**PROBLEM A**
Swap "spectator in stands" for "person in the bleachers" in the listing, from its start down through the line containing "316 171 L 297", and leave everything else unchanged.

**EXTRACT TO READ**
The move came after the United States cut off fuel oil aid to Pyongyang because the North Koreans admitted in October to violating the 1994 pact by clandestinely implementing another program to obtain nuclear weapons products.

The current standoff is similar to that in 1993-94, in which the Clinton administration reportedly contemplated a pre-emptive strike on the Yongbyon nuclear reactor to stop North Korea's attempt to obtain nuclear weapons. Instead, it induced North Korea to stand down with offers of fuel oil and other aid.

The CIA believes the North Korean regime already has one or two nuclear warheads, developed before the 1994 accord.

"I think it's fair to say that when you look at the history of North Korea and its dealing with multiple nations around the world, their approach is that the worse they act, the more they get," Fleischer said. "And that's an approach that this administration will not be a party to.

"The president's approach to this matter will remain a diplomatic approach, a matter of steady and steely diplomacy," he said.

Fleischer said North Korea's withdrawal from the non-proliferation treaty was "not a surprise development" but was "disappointing."

Analysts believe the North Korean bluster is a ploy for additional aid, while achieving the status of a nuclear power.

North Korea has insisted on a formal non-aggression pact from the United States and direct negotiations to bring it back into compliance with the 1994 agreement, which shuttered Yongbyon.

In an apparent bow to South Korean and Japanese positions, Washington shifted track and said this week it was willing to hold direct talks with North Korea, but no negotiations would take place.

**PROBLEM B**
According to the news report on North Korea, how many nuclear warheads does the CIA believe the North Korean regime already has?

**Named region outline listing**

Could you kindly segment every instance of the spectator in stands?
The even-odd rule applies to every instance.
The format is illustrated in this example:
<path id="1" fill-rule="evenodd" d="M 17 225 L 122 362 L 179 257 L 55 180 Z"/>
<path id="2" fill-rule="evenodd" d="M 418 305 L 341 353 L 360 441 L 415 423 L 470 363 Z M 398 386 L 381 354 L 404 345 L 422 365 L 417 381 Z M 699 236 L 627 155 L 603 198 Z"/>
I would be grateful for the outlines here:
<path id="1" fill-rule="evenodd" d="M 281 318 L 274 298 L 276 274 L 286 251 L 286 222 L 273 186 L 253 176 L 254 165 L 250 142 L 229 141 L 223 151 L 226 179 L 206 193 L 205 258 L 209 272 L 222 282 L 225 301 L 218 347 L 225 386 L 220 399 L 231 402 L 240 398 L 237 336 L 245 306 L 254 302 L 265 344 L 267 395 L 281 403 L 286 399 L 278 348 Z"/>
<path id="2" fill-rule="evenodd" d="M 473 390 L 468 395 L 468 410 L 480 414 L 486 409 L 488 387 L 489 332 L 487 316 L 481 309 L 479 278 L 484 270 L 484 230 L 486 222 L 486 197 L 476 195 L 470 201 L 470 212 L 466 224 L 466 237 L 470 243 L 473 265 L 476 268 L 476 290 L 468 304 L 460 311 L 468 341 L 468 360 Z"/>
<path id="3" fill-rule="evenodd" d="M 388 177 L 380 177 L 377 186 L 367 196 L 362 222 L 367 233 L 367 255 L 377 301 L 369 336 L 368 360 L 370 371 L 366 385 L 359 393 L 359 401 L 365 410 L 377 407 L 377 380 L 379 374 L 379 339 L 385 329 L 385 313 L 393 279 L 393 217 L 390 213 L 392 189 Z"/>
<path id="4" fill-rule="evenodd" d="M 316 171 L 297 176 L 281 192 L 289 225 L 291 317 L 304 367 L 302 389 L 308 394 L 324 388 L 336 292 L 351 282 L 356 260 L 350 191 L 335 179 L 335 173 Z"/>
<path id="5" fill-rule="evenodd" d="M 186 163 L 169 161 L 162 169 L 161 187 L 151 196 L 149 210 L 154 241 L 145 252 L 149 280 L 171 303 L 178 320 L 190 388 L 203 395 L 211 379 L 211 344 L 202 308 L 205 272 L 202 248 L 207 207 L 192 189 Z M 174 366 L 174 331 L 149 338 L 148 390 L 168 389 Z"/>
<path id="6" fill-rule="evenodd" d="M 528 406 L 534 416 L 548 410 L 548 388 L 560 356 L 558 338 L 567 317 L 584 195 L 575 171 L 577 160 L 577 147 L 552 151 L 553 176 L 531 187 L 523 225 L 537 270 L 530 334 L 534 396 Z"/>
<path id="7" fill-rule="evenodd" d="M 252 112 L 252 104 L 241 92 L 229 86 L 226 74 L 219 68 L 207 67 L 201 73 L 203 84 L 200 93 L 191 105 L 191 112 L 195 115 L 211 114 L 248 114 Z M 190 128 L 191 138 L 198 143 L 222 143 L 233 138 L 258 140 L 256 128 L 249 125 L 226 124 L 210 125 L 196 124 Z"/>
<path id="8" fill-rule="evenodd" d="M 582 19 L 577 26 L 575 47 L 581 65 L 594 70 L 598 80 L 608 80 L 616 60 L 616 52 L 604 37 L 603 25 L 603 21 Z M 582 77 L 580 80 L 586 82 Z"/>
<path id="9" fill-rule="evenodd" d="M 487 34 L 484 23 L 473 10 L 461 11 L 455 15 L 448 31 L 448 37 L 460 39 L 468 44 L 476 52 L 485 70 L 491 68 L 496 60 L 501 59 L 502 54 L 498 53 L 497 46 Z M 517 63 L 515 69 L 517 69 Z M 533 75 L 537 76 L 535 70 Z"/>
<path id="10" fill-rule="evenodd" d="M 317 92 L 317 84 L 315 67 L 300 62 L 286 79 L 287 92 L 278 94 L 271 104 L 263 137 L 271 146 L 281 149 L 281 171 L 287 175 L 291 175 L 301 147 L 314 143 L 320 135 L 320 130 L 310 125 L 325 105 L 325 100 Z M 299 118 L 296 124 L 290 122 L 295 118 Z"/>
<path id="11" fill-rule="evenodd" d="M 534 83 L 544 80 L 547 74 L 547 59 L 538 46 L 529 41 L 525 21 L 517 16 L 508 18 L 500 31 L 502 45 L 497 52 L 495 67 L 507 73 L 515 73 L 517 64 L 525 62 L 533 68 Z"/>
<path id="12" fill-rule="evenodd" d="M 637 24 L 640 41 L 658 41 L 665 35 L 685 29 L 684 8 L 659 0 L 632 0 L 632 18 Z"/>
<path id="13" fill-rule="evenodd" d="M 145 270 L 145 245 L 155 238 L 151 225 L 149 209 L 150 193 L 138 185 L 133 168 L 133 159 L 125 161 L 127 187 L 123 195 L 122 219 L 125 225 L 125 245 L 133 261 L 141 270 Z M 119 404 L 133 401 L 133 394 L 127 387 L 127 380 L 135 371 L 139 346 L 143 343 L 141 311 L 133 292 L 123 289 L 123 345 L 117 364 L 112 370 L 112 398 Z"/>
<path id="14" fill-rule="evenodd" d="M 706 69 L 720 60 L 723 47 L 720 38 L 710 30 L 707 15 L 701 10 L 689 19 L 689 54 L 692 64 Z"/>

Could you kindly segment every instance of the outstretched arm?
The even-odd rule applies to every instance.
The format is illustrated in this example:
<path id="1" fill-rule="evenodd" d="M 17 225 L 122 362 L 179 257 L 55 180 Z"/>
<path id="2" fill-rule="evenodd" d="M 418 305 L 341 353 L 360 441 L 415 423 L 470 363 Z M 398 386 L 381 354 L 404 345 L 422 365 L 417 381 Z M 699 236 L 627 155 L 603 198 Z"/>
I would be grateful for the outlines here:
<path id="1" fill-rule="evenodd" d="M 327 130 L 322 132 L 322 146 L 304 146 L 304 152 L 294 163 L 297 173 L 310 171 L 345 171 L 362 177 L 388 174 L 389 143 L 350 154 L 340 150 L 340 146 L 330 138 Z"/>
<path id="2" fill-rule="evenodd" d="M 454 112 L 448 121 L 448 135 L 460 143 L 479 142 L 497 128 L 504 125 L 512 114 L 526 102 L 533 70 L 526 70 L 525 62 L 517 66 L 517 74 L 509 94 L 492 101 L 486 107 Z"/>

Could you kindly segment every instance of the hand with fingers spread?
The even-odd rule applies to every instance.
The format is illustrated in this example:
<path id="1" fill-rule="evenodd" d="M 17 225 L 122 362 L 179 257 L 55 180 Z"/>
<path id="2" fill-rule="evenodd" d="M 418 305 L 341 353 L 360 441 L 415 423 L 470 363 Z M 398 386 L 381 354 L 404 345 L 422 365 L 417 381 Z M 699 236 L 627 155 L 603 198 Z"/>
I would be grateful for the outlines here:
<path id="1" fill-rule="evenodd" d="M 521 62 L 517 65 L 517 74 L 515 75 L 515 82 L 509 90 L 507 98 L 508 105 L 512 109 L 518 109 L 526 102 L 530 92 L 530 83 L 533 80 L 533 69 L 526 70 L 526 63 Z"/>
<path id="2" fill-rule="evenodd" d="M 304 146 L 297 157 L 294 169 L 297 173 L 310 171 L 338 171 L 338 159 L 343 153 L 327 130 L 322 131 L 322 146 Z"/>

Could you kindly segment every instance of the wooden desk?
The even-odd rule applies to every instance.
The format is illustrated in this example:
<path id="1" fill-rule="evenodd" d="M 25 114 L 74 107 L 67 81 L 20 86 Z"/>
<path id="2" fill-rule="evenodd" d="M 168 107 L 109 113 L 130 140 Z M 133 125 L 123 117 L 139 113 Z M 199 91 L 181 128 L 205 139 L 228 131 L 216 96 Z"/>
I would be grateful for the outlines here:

**FINAL RESULT A**
Could you kindly segment every instance of the person in the bleachers?
The even-odd rule applies to every instance.
The format is illustrated in this example:
<path id="1" fill-rule="evenodd" d="M 17 225 L 122 362 L 179 257 L 55 180 Z"/>
<path id="2" fill-rule="evenodd" d="M 418 305 L 341 353 L 360 441 L 415 423 L 470 363 Z M 398 386 L 381 354 L 404 345 L 422 365 L 417 381 Z M 699 236 L 627 155 L 603 198 Z"/>
I would be grateful for the outlines here:
<path id="1" fill-rule="evenodd" d="M 281 318 L 274 298 L 276 274 L 286 251 L 286 222 L 273 186 L 253 176 L 254 165 L 250 142 L 229 141 L 223 151 L 226 179 L 206 193 L 205 258 L 209 272 L 222 282 L 225 301 L 218 347 L 225 386 L 220 399 L 231 402 L 240 398 L 237 336 L 245 306 L 254 302 L 265 344 L 267 395 L 281 403 L 286 399 L 278 348 Z"/>
<path id="2" fill-rule="evenodd" d="M 473 390 L 468 395 L 468 410 L 480 414 L 486 409 L 488 387 L 489 332 L 487 316 L 481 309 L 479 278 L 484 270 L 484 230 L 486 222 L 486 197 L 476 195 L 470 201 L 470 212 L 466 224 L 466 237 L 470 243 L 473 265 L 476 268 L 476 290 L 468 304 L 460 311 L 468 341 L 468 360 Z"/>
<path id="3" fill-rule="evenodd" d="M 388 177 L 380 177 L 377 186 L 367 196 L 362 222 L 367 233 L 367 255 L 377 301 L 369 336 L 368 360 L 370 371 L 366 385 L 359 393 L 359 401 L 365 410 L 377 407 L 377 380 L 379 374 L 379 339 L 385 329 L 385 313 L 393 279 L 393 217 L 390 213 L 392 189 Z"/>
<path id="4" fill-rule="evenodd" d="M 316 171 L 297 176 L 281 192 L 289 225 L 291 317 L 304 367 L 302 389 L 308 394 L 324 388 L 336 292 L 351 282 L 356 260 L 350 191 L 335 179 L 335 173 Z"/>

**FINAL RESULT B**
One or two.